Bagian teks
Ilustrasi: Panglima TNI Marsekal Hadi Tjahjanto/tni.mil.id

Koran Sulindo – Pengalaman hidup yang pahit justru bisa menjadi cambuk untuk kesuksesan.

“Dalam perjalanan hidup saya sendiri 99 persen adalah proses, dan kesuksesan saat ini hanya 1 persen,” kata Panglima TNI, Marsekal Hadi Tjahjanto, di Jakarta, Minggu (21/7/2019), melalui rilis media.

Panglima TNI bertemu dengan tim produksi film “Sepatu Tua untuk Ibu” dan menceritakan suka-duka  perjuangan hidupnya di masa kecil hingga menjadi taruna Akabri, yang menarik dan inspiratif.

Dalam pertemuan yang berlangsung sekitar satu jam itu hadir Eddy Suprapto (penulis biografi Marsekal Hadi Tjahjanto), Ody Mulya Hidayat (produser eksekutif Max Pictures) serta penggiat film lainnya: Imran Hasibuan dan Heru Hendratmoko.

“Perjuangan dalam kehidupan seorang anak manusia serta aspek human interest selalu menarik diangkat ke layar lebar. Karena itu kami tertarik mengangkat perjuangan hidup Bapak Hadi ke film, agar menjadi inspirasi kalangan milineal,” kata Ody Mulya.

Pergulatan hidup Hadi Tjahyanto, yang berasal dari keluarga sangat sederhana di Malang hingga mencapai posisi puncak di TNI, telah dituangkan dalam buku “Anak Sersan Menjadi Marsekal” karya Eddy Suprapto. Kisah-kisah inspiratif yang pernah dialami Hadi Tjahjanto di masa kecil hingga remaja itulah yang akan diangkat dalam film “Sepatu Tua untuk Ibu”.

Yang ditanyakan
1/ Salin kembali bagian teks, mulai dari kata-kata yang memuat "Dalam pertemuan yang" dan berhenti setelah "kata Ody Mulya.". Ganti "Max Pictures" dengan "Falcon Pictures".
2/ Jawab pertanyaan berikut berdasarkan bagian teks:
(a) Di kota mana dan pada hari serta tanggal berapa Hadi Tjahjanto menyampaikan pernyataannya?
(b) Berapa lama pertemuan dengan tim produksi film berlangsung?
(c) Apa judul buku karya Eddy Suprapto?
3/ Sebutkan semua nama orang yang disebut dalam bagian teks.

Entri data yang dihimpun:
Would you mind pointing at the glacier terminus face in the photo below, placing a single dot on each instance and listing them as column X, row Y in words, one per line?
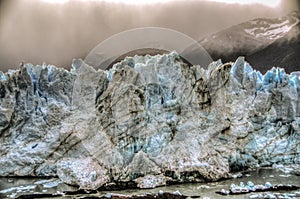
column 149, row 120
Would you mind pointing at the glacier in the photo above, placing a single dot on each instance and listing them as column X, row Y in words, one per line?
column 150, row 121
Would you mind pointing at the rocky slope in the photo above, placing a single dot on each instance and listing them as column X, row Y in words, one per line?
column 149, row 120
column 264, row 42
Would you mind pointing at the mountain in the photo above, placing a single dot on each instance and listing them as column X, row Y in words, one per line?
column 264, row 42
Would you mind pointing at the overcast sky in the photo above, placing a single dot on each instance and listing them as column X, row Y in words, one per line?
column 36, row 31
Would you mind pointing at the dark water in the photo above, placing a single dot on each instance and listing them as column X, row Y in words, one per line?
column 14, row 187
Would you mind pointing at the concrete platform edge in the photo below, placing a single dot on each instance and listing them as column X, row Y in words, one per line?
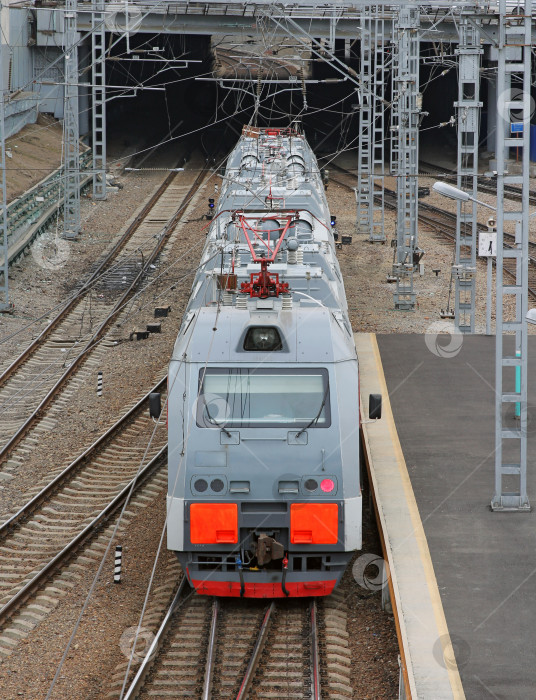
column 428, row 660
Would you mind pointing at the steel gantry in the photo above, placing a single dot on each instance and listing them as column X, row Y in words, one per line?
column 405, row 130
column 468, row 119
column 98, row 67
column 71, row 213
column 370, row 200
column 514, row 63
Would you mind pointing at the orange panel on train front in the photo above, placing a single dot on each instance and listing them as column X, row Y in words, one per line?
column 314, row 523
column 214, row 523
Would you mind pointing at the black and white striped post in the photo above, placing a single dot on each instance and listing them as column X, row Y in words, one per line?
column 117, row 568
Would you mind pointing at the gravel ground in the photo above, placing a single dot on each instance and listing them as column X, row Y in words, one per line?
column 32, row 154
column 365, row 267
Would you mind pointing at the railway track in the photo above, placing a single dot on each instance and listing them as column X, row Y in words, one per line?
column 36, row 377
column 443, row 223
column 41, row 537
column 485, row 184
column 239, row 649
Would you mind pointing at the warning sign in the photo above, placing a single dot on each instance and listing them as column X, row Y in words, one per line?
column 487, row 244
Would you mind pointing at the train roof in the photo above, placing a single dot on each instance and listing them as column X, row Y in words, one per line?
column 309, row 333
column 271, row 223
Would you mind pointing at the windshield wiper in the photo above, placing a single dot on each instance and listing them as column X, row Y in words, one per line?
column 315, row 420
column 213, row 420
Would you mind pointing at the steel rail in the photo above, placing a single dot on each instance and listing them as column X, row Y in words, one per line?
column 152, row 652
column 163, row 237
column 211, row 652
column 119, row 245
column 74, row 466
column 256, row 654
column 89, row 531
column 315, row 656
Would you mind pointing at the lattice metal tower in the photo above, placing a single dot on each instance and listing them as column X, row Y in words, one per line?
column 377, row 232
column 98, row 68
column 4, row 285
column 514, row 52
column 406, row 131
column 468, row 119
column 71, row 213
column 370, row 202
column 365, row 192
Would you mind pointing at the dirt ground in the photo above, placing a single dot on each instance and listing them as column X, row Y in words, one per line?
column 32, row 154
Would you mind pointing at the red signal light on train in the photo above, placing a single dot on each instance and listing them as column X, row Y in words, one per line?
column 327, row 485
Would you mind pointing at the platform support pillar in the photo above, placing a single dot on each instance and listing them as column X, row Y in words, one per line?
column 405, row 129
column 468, row 119
column 71, row 212
column 514, row 67
column 98, row 63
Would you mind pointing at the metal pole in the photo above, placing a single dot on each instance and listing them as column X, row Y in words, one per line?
column 4, row 287
column 489, row 292
column 468, row 119
column 98, row 90
column 406, row 70
column 71, row 211
column 514, row 67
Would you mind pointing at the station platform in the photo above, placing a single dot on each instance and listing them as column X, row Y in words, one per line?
column 461, row 577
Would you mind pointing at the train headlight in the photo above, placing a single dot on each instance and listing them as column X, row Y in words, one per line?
column 327, row 485
column 262, row 338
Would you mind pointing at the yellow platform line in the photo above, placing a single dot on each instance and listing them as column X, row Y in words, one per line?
column 428, row 662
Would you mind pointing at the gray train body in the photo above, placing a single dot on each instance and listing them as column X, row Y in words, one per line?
column 264, row 492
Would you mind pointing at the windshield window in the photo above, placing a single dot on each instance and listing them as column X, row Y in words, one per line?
column 242, row 398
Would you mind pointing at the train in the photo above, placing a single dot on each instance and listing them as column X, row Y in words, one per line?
column 264, row 489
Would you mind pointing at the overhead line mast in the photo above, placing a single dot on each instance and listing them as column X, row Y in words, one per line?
column 71, row 136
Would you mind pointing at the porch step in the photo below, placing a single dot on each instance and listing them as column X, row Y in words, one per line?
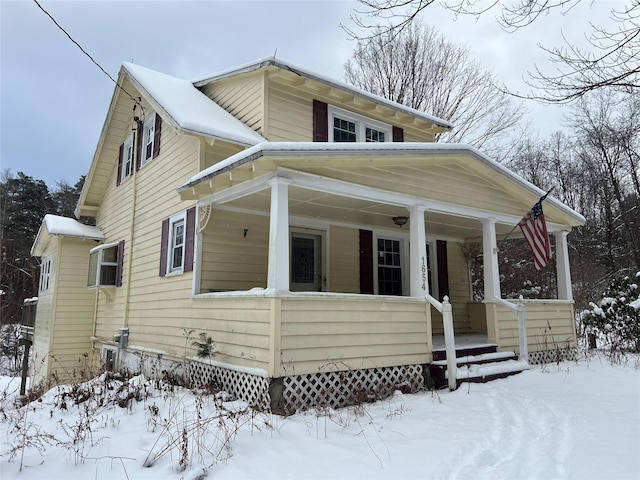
column 468, row 350
column 479, row 364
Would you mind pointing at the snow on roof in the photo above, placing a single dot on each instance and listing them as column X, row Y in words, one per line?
column 65, row 227
column 70, row 227
column 298, row 149
column 190, row 109
column 272, row 61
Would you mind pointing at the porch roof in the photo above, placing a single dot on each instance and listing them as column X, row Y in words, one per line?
column 64, row 227
column 449, row 177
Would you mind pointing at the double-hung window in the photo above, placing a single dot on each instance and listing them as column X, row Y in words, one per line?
column 389, row 266
column 105, row 265
column 177, row 243
column 45, row 275
column 345, row 126
column 176, row 249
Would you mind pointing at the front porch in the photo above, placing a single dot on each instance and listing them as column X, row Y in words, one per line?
column 349, row 258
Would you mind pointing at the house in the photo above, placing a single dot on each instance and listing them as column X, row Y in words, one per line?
column 307, row 227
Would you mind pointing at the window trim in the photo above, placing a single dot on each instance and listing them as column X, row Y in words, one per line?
column 100, row 263
column 179, row 217
column 404, row 260
column 45, row 276
column 361, row 122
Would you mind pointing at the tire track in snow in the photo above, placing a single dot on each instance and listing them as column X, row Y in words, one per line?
column 526, row 438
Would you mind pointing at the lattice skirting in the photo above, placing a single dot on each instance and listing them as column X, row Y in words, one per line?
column 291, row 393
column 338, row 389
column 552, row 356
column 253, row 389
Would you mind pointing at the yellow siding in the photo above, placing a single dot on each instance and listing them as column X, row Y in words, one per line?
column 238, row 326
column 319, row 334
column 74, row 311
column 152, row 189
column 233, row 261
column 242, row 97
column 344, row 258
column 550, row 325
column 40, row 359
column 458, row 292
column 290, row 115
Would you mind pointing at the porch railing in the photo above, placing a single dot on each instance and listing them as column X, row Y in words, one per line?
column 520, row 310
column 445, row 309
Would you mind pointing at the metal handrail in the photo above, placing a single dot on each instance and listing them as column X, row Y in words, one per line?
column 444, row 307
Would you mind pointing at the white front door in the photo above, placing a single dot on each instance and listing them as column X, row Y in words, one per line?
column 306, row 260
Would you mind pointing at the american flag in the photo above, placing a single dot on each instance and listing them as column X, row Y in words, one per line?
column 534, row 229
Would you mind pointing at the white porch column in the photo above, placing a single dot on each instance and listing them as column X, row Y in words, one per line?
column 490, row 260
column 562, row 266
column 278, row 268
column 419, row 280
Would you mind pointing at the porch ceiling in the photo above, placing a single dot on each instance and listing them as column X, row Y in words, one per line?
column 454, row 185
column 315, row 205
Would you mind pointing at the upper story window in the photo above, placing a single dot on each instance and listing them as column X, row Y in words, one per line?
column 176, row 243
column 105, row 265
column 347, row 126
column 45, row 275
column 127, row 158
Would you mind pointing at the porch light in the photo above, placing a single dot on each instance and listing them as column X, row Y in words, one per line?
column 400, row 220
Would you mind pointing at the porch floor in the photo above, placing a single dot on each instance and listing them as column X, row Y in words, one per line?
column 467, row 340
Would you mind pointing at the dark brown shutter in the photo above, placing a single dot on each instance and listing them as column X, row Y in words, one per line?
column 443, row 268
column 189, row 243
column 366, row 261
column 119, row 173
column 398, row 134
column 156, row 136
column 120, row 264
column 164, row 246
column 139, row 135
column 320, row 121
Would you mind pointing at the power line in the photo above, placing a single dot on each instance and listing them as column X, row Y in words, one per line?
column 88, row 55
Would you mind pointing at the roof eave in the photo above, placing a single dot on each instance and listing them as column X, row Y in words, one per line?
column 273, row 149
column 268, row 62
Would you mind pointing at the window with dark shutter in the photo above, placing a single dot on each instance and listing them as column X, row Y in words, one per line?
column 190, row 240
column 398, row 134
column 320, row 121
column 366, row 262
column 120, row 263
column 156, row 136
column 443, row 268
column 164, row 247
column 139, row 131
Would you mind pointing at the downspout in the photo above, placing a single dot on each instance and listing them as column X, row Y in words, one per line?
column 137, row 153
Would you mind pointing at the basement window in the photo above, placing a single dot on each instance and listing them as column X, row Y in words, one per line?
column 105, row 265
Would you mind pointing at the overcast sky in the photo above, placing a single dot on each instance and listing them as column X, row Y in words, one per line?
column 54, row 99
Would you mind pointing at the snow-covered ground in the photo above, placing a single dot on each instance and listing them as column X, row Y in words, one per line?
column 572, row 420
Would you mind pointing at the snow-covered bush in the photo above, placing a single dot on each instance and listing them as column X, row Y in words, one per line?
column 616, row 318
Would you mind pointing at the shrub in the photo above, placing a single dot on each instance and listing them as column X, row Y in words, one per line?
column 616, row 318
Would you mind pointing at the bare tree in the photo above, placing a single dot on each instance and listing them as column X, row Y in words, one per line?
column 423, row 70
column 611, row 61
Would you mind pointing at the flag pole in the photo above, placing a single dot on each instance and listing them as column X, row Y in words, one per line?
column 516, row 225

Jawaban latihan
1/
Dalam pertemuan yang berlangsung sekitar satu jam itu hadir Eddy Suprapto (penulis biografi Marsekal Hadi Tjahjanto), Ody Mulya Hidayat (produser eksekutif Falcon Pictures) serta penggiat film lainnya: Imran Hasibuan dan Heru Hendratmoko.

“Perjuangan dalam kehidupan seorang anak manusia serta aspek human interest selalu menarik diangkat ke layar lebar. Karena itu kami tertarik mengangkat perjuangan hidup Bapak Hadi ke film, agar menjadi inspirasi kalangan milineal,” kata Ody Mulya.

2/
(a) Di Jakarta, pada hari Minggu (21/7/2019).
(b) Sekitar satu jam.
(c) "Anak Sersan Menjadi Marsekal".

3/ Hadi Tjahjanto, Eddy Suprapto, Ody Mulya Hidayat, Imran Hasibuan, Heru Hendratmoko